Exercise prompt: Every line below must come back exactly as it stands, with the images omitted.

(Referring expression data)
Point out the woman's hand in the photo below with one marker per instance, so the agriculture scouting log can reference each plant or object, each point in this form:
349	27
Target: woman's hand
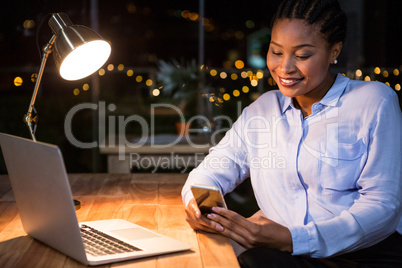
255	231
196	220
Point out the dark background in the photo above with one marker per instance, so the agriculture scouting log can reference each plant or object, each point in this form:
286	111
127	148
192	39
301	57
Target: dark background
143	32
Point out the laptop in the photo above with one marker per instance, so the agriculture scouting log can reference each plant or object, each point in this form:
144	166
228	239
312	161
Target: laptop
45	203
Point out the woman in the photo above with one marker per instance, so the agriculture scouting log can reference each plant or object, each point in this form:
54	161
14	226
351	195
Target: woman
323	154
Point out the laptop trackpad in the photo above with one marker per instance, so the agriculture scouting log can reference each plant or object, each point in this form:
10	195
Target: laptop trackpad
134	233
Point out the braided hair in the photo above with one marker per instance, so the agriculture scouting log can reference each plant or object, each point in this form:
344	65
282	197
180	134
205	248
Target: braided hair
326	14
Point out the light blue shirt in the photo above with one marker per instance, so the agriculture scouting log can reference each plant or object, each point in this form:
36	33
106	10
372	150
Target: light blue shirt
333	178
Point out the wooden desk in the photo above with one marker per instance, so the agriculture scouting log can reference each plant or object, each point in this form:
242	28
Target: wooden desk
150	200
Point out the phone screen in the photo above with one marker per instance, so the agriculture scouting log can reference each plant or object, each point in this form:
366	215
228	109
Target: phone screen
207	197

Result of the task:
Point out the woman's hand in the photo below with one marker per instance, so the agriculture scouting log can reference each plant or object, each point in this form:
349	27
Target: woman's hand
255	231
196	220
Point out the dark background in the photo above with one marker per instance, so the agriculture scouting log can reference each plant or object, each point in this form:
286	111
127	148
192	39
301	57
Target: dark background
143	32
Point out the laptop in the photo above with one marker per instance, so the agriculture scouting log can reference each plant or object, each point in this form:
144	166
228	239
312	161
Target: laptop
45	203
Point out the woman in the photo above with one marker per instance, so the agriculture scouting log can reference each plant or object, each point in this form:
54	161
14	226
351	195
Target: woman
323	154
Point out the laptop trackpad in the photo above with one marker per instance, so the agriculture scouting log can reference each plant or object, each point in this form:
10	195
Target: laptop trackpad
134	233
Point out the braided hair in the photo above with one marker per instance, so the agriculture scouting log can reference each plant or object, each point in this form:
344	65
282	197
180	134
205	248
Target: braided hair
326	14
Point out the light blue shirt in the photo above with one marker per instance, so the agriculture scouting log can reference each plant or object, each point in this form:
36	33
106	10
372	150
Target: light blue shirt
333	178
Point out the wooden desk in the photo above with one marker per instance, so the agriculture scouting log can reference each plant or object, each point in this form:
242	28
Target: wooden desk
150	200
Point out the phone screen in the photo above with one marker per instance, so the agriculture scouting log can reference each plant or object, each point in this form:
366	215
228	109
Target: phone screen
207	197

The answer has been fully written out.